[Opening EXTRACTED INFORMATION section]

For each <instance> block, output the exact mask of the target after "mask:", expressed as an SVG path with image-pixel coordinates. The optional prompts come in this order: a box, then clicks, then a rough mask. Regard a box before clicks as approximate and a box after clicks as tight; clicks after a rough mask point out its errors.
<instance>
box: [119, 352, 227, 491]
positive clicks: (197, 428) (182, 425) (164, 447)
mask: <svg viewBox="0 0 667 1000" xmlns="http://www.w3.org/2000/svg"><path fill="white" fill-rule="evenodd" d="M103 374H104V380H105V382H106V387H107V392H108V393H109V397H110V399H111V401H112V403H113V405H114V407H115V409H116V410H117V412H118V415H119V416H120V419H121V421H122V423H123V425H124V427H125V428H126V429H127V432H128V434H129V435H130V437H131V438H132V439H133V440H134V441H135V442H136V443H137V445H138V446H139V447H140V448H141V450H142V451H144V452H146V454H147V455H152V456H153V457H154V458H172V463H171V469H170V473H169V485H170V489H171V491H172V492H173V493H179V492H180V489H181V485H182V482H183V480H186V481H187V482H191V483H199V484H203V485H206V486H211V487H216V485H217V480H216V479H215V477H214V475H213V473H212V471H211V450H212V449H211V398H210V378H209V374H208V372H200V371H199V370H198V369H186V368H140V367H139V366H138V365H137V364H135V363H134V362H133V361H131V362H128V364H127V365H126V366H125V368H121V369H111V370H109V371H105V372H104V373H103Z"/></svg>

[Closing EXTRACTED INFORMATION section]

*WHAT IS REQUIRED*: Within the data above, how many lines contain the word "instance"? Write only the number.

*OUTPUT OF THE TASK*: 2